Grant number: 17/14115-5
Support type:Scholarships abroad - Research Internship - Post-doctor
Effective date (Start): September 17, 2017
Effective date (End): September 16, 2018
Field of knowledge:Biological Sciences - Morphology
Principal Investigator:Elen Haruka Miyabara
Grantee:Meiricris Tomaz da Silva
Supervisor abroad: Michael Kyba
Home Institution: Instituto de Ciências Biomédicas (ICB). Universidade de São Paulo (USP). São Paulo , SP, Brazil
Local de pesquisa : University of Minnesota (U of M), United States  
Associated to the scholarship:14/13874-1 - Skeletal muscle regeneration in mice with Marfan Syndrome: study of the regenerative potential of satellite cells, BP.PD

Abstract

Marfan syndrome is caused by mutations in an autosomal dominant gene encoding fibrillin-1, which is the key structural glycoprotein for microfibrils and act as scaffolding proteins for formation of elastic fibers and elastin deposition. Skeletal muscle alterations are also found in Marfan syndrome, such as reduction in the number and size of myofibers, combined with fibrosis, deposition of adipose tissue, myofiber splitting and decrease of M-cadherin and myogenin expression in muscles after injury, suggesting an impaired regenerative response of muscles from these individuals. Skeletal muscle regeneration depends on a muscle stem cell pool, the satellite cells. Their ability for life-long muscle regeneration through production of new myoblasts is supported by a remarkable potential for self-renewal. Understanding control of satellite cell self-renewal and maintenance of the satellite cell pool is essential to understanding muscle maintenance and regeneration. Therefore, our strategy was to evaluate the proliferation of satellite cells and the early differentiation of myogenic precursor cells isolated from fibrillin-1-deficient mice and our preliminary results showed that there is an increase in proliferation of satellite cells from these animals compared to those from wild-type and no changes in early differentiation of myogenic precursor cells were observed. Based on these results, we hypothesized that satellite cell pool undergoes cell-autonomous changes in Marfan syndrome, leading to altered self-renewal and/or differentiation potentials. Thus, the aim of this project is to investigate whether the satellite cells from the mouse model of Marfan syndrome suffer from a regeneration defect, either in the ability to self-renew to maintain the satellite cell pool, or to differentiate into myofibers. Transplantation assays that simultaneously measure both the self-renewal and the differentiation potential of a test cell population will be performed (Please, see details in the project).

== Information shown ==
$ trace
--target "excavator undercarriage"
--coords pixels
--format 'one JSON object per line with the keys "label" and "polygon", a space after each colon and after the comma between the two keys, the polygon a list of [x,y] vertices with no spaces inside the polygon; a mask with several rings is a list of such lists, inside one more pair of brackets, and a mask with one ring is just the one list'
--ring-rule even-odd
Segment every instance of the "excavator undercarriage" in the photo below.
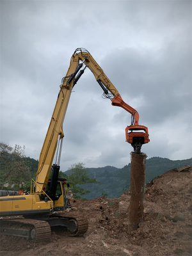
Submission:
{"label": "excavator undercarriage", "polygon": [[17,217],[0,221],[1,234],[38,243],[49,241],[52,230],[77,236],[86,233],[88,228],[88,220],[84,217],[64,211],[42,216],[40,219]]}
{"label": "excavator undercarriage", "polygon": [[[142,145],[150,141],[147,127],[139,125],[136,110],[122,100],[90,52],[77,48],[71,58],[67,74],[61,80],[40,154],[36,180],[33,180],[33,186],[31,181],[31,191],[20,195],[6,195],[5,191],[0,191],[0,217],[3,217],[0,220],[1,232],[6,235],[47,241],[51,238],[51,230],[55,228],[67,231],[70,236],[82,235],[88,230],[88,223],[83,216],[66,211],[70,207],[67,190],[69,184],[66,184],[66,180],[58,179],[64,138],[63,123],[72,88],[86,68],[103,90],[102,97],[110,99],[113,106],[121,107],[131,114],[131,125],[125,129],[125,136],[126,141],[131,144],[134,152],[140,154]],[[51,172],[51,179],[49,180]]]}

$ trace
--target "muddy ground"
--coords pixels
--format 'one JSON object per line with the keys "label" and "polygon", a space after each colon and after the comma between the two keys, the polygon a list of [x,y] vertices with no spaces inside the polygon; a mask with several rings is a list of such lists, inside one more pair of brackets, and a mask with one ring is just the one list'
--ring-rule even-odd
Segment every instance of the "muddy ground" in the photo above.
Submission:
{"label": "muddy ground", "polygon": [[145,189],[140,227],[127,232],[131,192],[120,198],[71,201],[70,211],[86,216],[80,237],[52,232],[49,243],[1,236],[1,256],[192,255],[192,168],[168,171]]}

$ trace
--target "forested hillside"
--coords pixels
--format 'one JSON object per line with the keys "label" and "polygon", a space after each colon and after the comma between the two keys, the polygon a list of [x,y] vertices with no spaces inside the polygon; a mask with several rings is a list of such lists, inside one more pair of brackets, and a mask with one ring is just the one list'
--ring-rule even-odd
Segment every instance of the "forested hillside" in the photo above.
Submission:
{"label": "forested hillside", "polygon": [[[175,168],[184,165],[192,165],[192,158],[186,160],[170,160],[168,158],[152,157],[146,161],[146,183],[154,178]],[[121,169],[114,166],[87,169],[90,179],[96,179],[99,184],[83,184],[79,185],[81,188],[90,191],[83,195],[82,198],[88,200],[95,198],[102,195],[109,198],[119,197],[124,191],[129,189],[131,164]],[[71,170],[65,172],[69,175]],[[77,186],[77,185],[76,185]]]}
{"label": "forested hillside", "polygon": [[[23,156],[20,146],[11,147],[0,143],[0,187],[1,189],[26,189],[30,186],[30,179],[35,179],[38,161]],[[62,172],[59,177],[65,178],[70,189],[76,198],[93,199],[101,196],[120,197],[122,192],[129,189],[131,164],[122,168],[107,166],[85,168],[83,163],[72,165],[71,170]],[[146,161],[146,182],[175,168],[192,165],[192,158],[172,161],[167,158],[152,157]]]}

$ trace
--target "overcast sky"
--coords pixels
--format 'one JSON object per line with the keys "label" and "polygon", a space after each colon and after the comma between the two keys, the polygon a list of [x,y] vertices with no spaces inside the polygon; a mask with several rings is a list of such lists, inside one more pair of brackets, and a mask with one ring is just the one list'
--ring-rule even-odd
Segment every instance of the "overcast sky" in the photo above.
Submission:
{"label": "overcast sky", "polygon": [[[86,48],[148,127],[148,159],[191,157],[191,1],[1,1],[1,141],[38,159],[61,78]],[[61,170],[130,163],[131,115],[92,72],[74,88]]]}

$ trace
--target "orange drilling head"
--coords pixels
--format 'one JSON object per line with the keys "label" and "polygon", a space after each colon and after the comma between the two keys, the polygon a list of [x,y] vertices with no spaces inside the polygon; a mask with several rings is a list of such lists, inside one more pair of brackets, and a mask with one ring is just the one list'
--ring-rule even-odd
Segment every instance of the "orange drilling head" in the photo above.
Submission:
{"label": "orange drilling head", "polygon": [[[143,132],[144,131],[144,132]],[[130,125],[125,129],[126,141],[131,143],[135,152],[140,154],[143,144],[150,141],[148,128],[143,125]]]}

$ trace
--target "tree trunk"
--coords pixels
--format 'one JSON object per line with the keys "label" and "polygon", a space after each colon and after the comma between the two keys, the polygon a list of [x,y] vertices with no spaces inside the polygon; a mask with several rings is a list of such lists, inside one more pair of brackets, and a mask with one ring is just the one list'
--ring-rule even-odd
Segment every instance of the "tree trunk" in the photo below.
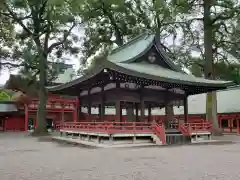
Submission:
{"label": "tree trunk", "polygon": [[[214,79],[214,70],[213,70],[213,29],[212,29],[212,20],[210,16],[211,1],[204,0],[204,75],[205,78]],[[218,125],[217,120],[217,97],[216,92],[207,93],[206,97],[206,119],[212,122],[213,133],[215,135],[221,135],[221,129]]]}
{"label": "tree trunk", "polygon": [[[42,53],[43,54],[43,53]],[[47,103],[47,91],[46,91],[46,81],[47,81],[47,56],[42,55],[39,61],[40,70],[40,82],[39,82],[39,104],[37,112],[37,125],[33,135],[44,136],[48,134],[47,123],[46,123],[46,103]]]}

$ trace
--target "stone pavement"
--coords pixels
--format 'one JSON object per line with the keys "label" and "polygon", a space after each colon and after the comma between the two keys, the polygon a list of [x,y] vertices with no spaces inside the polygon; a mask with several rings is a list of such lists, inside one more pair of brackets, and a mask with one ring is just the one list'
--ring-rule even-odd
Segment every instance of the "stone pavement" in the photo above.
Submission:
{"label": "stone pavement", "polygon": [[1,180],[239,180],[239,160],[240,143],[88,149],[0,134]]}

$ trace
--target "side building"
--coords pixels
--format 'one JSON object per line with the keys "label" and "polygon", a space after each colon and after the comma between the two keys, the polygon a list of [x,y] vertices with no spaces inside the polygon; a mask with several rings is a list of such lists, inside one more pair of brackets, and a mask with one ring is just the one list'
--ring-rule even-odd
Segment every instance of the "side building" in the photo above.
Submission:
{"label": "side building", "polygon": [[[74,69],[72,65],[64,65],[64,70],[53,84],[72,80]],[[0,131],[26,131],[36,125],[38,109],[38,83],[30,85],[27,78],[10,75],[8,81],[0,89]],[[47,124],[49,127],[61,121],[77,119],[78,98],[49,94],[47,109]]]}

== Prompt A ==
Translate this sentence from the grant record into Spanish: "Skeletal muscle regeneration depends on a muscle stem cell pool, the satellite cells."
== Prompt B ==
According to the grant record, at which institution was the research carried out?
== Prompt C ==
Summarize the grant record in two sentences.

== Response box A ==
La regeneración del músculo esquelético depende de una reserva de células madre musculares, las células satélite.

== Response box B ==
University of Minnesota (U of M), United States.

== Response box C ==
Marfan syndrome is caused by mutations in the gene encoding fibrillin-1 and involves skeletal muscle alterations that suggest impaired regeneration. Preliminary results showed increased proliferation of satellite cells from fibrillin-1-deficient mice, so the project uses transplantation assays to investigate whether these cells have a defect in self-renewal or in differentiation into myofibers.